Since there are only 2 gates, the important difference between a GRU versus an LSTM is that GRU does not possess an internal memory (ct). The reset gate is directly applied to the previous hidden state (ht-1). Thus, it can train faster since there are only few parameters in the U and W matrices and hence may be useful when not much training data is available.

3.5 RNN training process with long term dependencies

The Early Stopping technique is used for the training process. the number of iterations is the count of looping through the whole training set, and the Mean Square Error (MSE) of the training set and validation set is estimated for each loop. The MSE of the validation data set is used as a reference to meet certain criteria about the MSE of the system state estimation. For each time step, the weights in the RNN model are updated by the Back Propagation Through Time (BPTT), which is a gradient-based technique to train the RNN. Specifically, the Adaptive Moment Estimation (Adam), having the best performance is used for the BPTT [23]. Since the BPTT multiplies gradient over a large number of time steps, the resulted gradient either get vanished or explode over multiple layers. The recurrent net tends to induce LSTM cell and GRU cell to avoid the gradient vanishing occurrence in simple RNN. On the other hand, the exploded gradient can lead to the training process to be unstable, leading to the algorithm to find a non-optimal solution. This is solved by clipping the gradient to a determined maximum value. As stated previously, the RNN for System Transition and System Observation are trained independently. The RNN cells (Elman RNN cell), LSTM cell, and GRU cell will be tested and compared on the performance index of their online estimation. The Mean Square Error (MSE) will be applied as a criterion for these three different cells. Moreover, as model-free methods, there is no assumption that there are any certain forms of relationship between the variables at the time domain, regardless of whether they are linear or nonlinear.

- Data records:
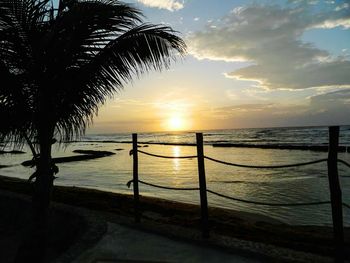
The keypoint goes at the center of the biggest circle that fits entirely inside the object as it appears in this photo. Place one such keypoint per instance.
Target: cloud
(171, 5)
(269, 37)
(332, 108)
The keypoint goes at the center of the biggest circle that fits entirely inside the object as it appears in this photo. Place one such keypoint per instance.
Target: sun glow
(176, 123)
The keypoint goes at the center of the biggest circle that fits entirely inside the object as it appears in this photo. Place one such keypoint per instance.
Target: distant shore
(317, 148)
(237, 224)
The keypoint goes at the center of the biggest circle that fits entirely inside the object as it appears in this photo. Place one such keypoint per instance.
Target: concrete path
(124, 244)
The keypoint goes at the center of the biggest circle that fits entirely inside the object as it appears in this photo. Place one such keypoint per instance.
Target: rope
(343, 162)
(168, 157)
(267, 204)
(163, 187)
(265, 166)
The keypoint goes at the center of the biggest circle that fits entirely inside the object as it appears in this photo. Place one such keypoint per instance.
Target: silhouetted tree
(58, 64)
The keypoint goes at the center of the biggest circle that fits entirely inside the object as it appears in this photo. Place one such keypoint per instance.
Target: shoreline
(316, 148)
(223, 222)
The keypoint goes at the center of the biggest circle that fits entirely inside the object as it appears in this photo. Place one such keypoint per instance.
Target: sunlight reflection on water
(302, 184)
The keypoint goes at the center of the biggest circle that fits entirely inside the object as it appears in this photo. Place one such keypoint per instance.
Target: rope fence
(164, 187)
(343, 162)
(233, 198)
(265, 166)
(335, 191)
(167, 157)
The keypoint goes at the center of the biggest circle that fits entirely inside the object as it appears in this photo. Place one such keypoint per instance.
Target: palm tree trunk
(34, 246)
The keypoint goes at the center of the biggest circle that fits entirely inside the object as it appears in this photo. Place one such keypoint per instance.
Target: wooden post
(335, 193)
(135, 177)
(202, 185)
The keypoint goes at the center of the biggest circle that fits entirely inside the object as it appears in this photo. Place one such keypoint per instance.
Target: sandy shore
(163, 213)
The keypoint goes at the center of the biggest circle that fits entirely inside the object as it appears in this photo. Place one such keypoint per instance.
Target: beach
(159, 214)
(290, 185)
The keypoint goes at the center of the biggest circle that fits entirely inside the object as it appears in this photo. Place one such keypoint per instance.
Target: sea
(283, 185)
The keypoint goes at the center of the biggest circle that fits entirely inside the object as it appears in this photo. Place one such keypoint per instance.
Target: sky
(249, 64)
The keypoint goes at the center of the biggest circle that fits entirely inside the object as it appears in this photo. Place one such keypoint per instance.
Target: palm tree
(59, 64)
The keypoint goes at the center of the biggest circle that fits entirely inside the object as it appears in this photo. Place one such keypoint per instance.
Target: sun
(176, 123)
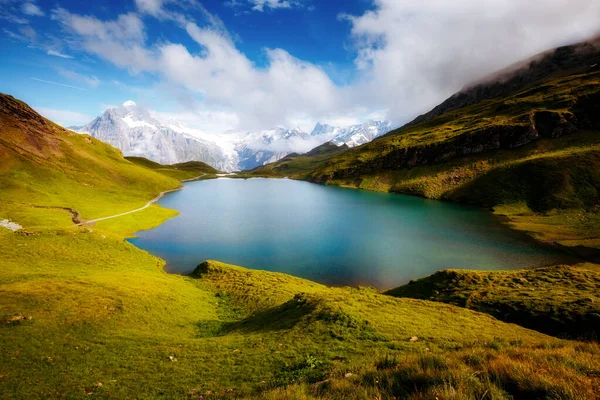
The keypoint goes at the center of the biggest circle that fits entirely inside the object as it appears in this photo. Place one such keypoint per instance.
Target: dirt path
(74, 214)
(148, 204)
==
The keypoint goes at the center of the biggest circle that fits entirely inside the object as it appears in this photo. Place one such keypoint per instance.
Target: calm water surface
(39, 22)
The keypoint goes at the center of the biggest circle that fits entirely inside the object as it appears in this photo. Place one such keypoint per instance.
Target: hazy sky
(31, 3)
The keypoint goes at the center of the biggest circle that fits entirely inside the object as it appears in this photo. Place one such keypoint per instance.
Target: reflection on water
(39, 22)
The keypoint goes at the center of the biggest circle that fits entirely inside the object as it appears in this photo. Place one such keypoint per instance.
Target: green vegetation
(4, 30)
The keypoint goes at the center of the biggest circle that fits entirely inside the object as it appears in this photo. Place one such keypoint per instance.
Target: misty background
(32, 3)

- Task details: Update the RNN training text from "Since there are only 2" through "data is available.", replacing "parameters" with "weights".

- Reply to the exercise:
Since there are only 2 gates, the important difference between a GRU versus an LSTM is that GRU does not possess an internal memory (ct). The reset gate is directly applied to the previous hidden state (ht-1). Thus, it can train faster since there are only few weights in the U and W matrices and hence may be useful when not much training data is available.